● **TEXT EXCERPT**
======
1International Crops Research Institute for the Semi-Arid Tropics (ICRISAT), Patancheru (PO), India 502 324; 2Scottish Crops Research Institute, Dundee DD2 5DA, UK; 3Natural Resources Institute, Central Avenue, Chatham Maritime, Kent ME4 4TB, UK

Background and objectives
Rosette is a serious disease of groundnut (Arachis hypogaea) endemic to sub-Saharan Africa. The disease is caused by a complex of three agents, groundnut rosette umbravirus (GRV) and its satellite RNA (sat RNA), and groundnut rosette assistor luteovirus (GRAV). GRV and its sat RNA must be packaged in the GRAV coat protein for them to be transmitted by the aphid Aphis craccivora. Sat RNA is largely responsible for different forms of the rosette disease, whereas either GRAV or GRV alone cause no obvious symptoms. GRAV can be detected in plants and aphids by TAS-ELISA using monoclonal antibodies (Mabs) raised to either potato leafroll virus or GRAV [1]. GRV and its sat RNA can be detected in plants by nucleic acid hybridization [2]. Due to their cross reactions with different luteoviruses, a panel of Mabs has to be used in TAS-ELISA to verify that a luteovirus detected in groundnut is indeed GRAV [1]. In addition, TAS-ELISA cannot provide information on whether the aphids carry particles containing either GRAV RNA and/or GRV and its sat RNA. Therefore, we have developed RT-PCR assays for reliable and sensitive detection of the three agents of rosette disease in aphid vectors.

Materials and methods
Cultures of chlorotic and green rosette disease were maintained in groundnut cv. Malimba. A non-viruliferous colony of A. craccivora was maintained on groundnut cv. Malimba and used for transmission. Adult aphids were given a 48 h acquisition access period on either chlorotic or green rosette-infected groundnut plants and a 72 h inoculation feeding period on healthy groundnut seedlings prior to extraction of total RNA. Aphids collected from farmers' fields were stored in 70% ethanol for different periods of time and subsequently used for extraction of total RNA. Groundnut leaf samples were tested for GRAV by TAS-ELISA. Three methods were evaluated for extracting RNA from groundnut leaves and aphids. Primers for specific amplification of each the three agents of rosette were designed and used in RT-PCR.
======
Region pointing data
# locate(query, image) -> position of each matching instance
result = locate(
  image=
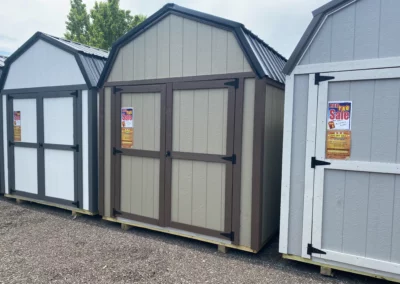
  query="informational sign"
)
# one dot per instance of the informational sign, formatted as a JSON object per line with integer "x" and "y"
======
● **EXERCISE TASKS**
A – From the groundnut rosette text, list the three agents whose complex causes rosette disease.
B – Continue the groundnut rosette text from its last sentence, about the primers used in RT-PCR.
The listing has no connection to the groundnut rosette text.

● **RESPONSES BY TASK**
A –
- Groundnut rosette umbravirus (GRV)
- Satellite RNA of GRV (sat RNA)
- Groundnut rosette assistor luteovirus (GRAV)

B –
Results and conclusions
Two of the three extraction procedures were found to be useful in giving RNA of good quality for RT-PCR. Of these two, the total RNA extraction kit supplied by Qiagen was found to be the most versatile. GRAV, GRV and sat RNA-specific fragments could be amplified from diseased plants tested positive for GRAV in TAS-ELISA, whereas only GRV and sat RNA could be amplified from diseased plants tested negative for GRAV. Both GRAV and GRV specific fragments could be amplified from total RNA extracted from single aphids that were exposed either to green or chlorotic rosette-infected groundnut plants. However, sat RNA could be amplified only when total RNA extracted from more than two aphids was pooled and used in RT-PCR. All three agents could be detected in aphids stored in 70% ethanol up to 30 days at room temperature. Analysis by TAS-ELISA of the field collected groundnut plants infected with either chlorotic or green rosette revealed that many symptom-showing plants did not contain GRAV. This was further substantiated by RT-PCR. Fragments specific to the three agents of rosette disease were amplified in A. craccivora exposed to rosette diseased plants that tested positive for GRAV but not from aphids exposed to diseased plants that tested negative for GRAV. The ability to detect rosette disease agents by RT-PCR in aphids will enable samples of aphids collected at different times of the season and in different sites, to be tested at a central location. Rosette symptom showing plants without GRAV can not serve as sources of inoculum and thus remain a 'dead end' of the disease.

1. Scott KP, Farmer M-J, Robinson DJ, Torrance L, Murant, AF, 1996. Annals of Applied Biology 128, 77-83.
2. Blok VC, Ziegler A, Scott K, Dangora DB, Robinson DJ, Murant AF, 1995. Annals of Applied Biology 127, 321-328.